▸ SOURCE PASSAGE
----
Bruce Lilly | 13 Dec 18:25
Picon

Re: Interpretation of RFC 2047


Charles Lindsey wrote:

> Would it not a sensible rule be to say that you should decode any occurrence
> of =?<charset>?[BQ]?...?= (subject to the 76 character limit) in any
> header provided:
>     (a) it was immediately preceded by '(' or by CFWS
>     (b) it was immediately followed by ')' or by CFWS
>     (c) it was not contained within a quoted-string

(d) it was not part of a MIME parameter (RFC 2047 expressly forbids 2047
     encoding in MIME parameters; RFC 2231 provides a mechanism for parameters
     and also extends 2047 to include language tags)

... and more (see below)

> Actually, there is a parsing required, because an encoded word in an
> unstructured header must have LWS (i.e. CFWS) on either side of it, whereas
> it can also have '(' and ')' immediately next to it in a strutured header.

That's not accurate: first, LWS and CFWS are different "(a) =?se2?q?x?="
(quotes for legibility only) is legal whereas " (a)=?se2?q?x?=" is not;
both have CFWS immediately before what looks like an encoded-word, but
only the former has LWS immediately before an encoded-word. And there
are many issues with parentheses; ")=?se2?q?x?=(" in a structured
header which contains no other parentheses does not contain an
encoded-word.
----
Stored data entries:
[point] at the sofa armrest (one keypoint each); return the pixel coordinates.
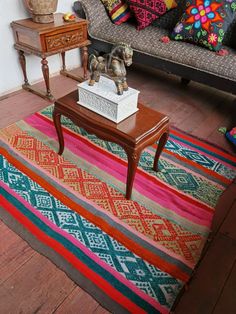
(94, 11)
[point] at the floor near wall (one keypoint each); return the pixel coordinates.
(30, 283)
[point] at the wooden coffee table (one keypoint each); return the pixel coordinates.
(136, 132)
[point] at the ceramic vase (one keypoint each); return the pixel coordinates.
(41, 10)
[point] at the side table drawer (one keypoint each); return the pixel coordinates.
(63, 40)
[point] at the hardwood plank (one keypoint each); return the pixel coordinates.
(78, 296)
(14, 252)
(227, 227)
(38, 286)
(226, 302)
(209, 279)
(223, 208)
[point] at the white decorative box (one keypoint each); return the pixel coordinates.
(103, 99)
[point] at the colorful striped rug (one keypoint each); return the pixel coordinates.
(132, 256)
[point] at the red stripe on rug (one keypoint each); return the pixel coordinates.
(153, 179)
(98, 221)
(72, 259)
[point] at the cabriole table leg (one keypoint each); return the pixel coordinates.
(162, 142)
(57, 122)
(133, 160)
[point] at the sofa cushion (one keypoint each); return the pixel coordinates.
(118, 10)
(170, 18)
(205, 22)
(146, 11)
(183, 53)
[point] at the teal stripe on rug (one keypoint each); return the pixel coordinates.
(78, 253)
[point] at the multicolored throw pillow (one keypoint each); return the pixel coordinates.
(147, 11)
(205, 22)
(118, 10)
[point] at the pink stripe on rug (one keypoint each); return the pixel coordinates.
(100, 209)
(84, 249)
(166, 198)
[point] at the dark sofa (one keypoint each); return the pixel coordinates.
(190, 62)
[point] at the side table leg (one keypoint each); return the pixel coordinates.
(133, 160)
(85, 61)
(45, 71)
(162, 142)
(57, 123)
(23, 66)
----
▸ REQUIRED WORK
1/ From the RFC 2047 thread, reproduce the stretch from "(d) it was not" through "a strutured header.", substituting "locale tags" for "language tags".
2/ Answer these questions about the RFC 2047 thread:
(a) Who wrote the proposal quoted in the reply?
(b) What character limit does that proposal mention?
(c) Which RFC provides a mechanism for MIME parameters?

▸ COMPLETED EXERCISE
1/
(d) it was not part of a MIME parameter (RFC 2047 expressly forbids 2047
     encoding in MIME parameters; RFC 2231 provides a mechanism for parameters
     and also extends 2047 to include locale tags)

... and more (see below)

> Actually, there is a parsing required, because an encoded word in an
> unstructured header must have LWS (i.e. CFWS) on either side of it, whereas
> it can also have '(' and ')' immediately next to it in a strutured header.

2/
(a) Charles Lindsey
(b) 76 characters
(c) RFC 2231